• Stated task: Copy the records word for word, starting at their first line and ending with the line that contains "xmin=527 ymin=370 xmax=867 ymax=719", including that line.

Bounding-box records:

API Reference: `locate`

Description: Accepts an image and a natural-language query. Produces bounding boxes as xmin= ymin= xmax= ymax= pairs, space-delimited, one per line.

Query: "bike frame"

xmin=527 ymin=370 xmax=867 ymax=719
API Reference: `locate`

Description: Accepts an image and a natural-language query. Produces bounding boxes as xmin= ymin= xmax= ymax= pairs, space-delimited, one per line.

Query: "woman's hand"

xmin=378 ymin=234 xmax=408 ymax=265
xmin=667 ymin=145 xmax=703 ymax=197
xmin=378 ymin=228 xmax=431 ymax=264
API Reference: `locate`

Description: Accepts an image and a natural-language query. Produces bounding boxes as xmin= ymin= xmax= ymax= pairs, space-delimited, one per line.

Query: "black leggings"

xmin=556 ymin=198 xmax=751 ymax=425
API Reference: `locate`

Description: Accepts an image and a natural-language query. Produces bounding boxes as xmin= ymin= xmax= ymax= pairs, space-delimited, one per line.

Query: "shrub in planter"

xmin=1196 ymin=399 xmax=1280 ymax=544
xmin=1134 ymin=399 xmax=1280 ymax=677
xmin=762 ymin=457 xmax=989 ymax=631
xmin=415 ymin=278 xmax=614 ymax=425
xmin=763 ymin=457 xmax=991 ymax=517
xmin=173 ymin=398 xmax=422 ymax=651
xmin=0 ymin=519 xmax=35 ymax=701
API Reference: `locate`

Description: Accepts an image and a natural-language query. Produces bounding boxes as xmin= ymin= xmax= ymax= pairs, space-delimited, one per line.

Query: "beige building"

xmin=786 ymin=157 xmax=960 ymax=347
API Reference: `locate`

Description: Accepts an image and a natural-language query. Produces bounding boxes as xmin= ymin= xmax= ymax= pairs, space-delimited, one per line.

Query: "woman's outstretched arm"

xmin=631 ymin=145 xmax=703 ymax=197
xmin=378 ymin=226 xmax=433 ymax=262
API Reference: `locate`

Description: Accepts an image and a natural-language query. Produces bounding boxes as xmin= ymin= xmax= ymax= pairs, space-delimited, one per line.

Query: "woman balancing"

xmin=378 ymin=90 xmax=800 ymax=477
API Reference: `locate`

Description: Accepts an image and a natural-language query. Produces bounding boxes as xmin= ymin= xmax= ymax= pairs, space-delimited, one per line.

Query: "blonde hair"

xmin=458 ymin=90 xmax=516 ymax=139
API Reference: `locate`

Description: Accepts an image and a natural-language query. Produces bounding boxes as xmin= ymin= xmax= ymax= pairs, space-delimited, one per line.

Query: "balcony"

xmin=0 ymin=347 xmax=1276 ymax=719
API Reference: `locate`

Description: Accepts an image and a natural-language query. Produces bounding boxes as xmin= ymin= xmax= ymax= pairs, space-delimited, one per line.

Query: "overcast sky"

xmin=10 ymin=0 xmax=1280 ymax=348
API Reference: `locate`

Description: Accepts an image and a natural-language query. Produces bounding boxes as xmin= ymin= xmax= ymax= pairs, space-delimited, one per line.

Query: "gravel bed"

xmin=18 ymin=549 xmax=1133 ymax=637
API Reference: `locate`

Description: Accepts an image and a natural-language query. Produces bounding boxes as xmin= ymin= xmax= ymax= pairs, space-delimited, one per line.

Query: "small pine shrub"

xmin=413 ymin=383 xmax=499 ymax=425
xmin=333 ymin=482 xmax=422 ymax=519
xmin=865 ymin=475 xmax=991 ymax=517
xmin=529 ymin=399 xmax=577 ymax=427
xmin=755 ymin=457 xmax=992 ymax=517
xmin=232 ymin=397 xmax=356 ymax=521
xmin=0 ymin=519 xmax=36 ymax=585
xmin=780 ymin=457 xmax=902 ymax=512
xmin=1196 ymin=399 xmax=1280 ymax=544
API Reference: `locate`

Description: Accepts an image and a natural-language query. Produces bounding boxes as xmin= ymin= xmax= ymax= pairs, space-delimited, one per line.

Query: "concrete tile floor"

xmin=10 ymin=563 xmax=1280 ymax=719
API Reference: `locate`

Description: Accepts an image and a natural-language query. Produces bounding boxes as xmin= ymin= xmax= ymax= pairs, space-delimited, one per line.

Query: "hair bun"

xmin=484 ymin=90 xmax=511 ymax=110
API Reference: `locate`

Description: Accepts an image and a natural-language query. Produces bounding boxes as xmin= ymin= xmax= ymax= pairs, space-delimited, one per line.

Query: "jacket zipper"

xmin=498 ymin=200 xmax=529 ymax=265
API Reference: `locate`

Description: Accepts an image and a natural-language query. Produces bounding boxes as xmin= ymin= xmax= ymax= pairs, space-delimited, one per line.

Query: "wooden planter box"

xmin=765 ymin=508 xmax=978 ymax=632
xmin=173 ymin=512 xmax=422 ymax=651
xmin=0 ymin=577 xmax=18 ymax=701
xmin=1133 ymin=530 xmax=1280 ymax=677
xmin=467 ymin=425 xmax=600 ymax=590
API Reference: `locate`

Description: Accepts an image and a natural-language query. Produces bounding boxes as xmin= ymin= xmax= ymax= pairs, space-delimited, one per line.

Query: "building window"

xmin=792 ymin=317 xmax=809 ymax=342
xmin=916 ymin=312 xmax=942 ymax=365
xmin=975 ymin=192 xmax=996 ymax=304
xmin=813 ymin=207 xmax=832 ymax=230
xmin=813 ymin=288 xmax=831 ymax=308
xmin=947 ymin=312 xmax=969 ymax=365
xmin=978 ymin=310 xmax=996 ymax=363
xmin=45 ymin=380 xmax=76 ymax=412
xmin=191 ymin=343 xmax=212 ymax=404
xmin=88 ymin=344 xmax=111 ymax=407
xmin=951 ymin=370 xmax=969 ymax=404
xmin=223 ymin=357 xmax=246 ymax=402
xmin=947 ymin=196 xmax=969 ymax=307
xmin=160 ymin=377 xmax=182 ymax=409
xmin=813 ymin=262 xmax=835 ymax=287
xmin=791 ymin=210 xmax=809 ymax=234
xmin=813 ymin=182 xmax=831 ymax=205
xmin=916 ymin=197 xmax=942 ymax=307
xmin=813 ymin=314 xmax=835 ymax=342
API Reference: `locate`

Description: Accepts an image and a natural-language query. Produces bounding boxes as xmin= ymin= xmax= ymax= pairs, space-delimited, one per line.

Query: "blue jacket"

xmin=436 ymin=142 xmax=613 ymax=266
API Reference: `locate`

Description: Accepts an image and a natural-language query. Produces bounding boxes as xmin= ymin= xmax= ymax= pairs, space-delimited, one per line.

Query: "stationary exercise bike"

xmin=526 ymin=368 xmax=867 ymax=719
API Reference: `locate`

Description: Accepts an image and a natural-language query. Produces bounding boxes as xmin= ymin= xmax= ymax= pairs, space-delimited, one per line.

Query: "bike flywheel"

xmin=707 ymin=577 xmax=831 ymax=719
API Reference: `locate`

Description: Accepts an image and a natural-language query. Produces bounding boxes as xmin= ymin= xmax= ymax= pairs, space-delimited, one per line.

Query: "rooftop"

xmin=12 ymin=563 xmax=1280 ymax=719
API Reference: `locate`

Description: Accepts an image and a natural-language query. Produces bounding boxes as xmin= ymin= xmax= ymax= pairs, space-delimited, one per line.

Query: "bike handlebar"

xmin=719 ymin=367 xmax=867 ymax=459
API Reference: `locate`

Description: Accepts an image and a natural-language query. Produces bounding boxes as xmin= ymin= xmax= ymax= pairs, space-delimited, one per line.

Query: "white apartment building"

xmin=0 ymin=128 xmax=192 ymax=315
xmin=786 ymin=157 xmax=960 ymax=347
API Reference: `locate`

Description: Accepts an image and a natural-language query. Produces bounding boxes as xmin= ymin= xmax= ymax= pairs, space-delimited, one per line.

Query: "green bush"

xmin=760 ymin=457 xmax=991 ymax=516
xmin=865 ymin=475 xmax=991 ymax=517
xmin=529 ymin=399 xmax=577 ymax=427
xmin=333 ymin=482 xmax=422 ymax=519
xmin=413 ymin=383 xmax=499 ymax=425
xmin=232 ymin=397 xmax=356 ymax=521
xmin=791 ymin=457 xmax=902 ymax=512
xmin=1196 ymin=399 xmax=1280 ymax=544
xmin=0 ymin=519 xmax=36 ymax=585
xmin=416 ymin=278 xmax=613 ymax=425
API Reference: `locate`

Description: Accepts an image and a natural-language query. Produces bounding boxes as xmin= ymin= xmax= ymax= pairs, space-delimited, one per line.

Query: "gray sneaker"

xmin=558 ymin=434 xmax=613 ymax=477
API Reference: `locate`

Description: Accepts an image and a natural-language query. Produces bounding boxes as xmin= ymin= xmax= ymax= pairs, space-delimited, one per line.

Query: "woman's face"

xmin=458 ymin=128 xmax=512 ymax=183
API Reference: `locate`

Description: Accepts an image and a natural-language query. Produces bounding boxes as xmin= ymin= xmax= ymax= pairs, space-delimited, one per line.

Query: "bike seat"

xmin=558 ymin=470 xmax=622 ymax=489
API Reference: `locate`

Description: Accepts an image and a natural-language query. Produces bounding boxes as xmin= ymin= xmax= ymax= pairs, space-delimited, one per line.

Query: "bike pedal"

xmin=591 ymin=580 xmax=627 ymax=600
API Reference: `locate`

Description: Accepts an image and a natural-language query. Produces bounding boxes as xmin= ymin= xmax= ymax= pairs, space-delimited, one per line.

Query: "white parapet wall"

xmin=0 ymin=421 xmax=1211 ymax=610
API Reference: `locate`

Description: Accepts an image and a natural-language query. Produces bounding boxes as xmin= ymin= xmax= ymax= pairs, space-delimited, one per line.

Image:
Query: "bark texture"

• Output for this exercise:
API Reference: `locate`

Description: Accepts an image and a natural-language query. Produces bounding boxes as xmin= ymin= xmax= ymax= pairs, space-delimited, one per line.

Query: "bike frame"

xmin=527 ymin=370 xmax=867 ymax=719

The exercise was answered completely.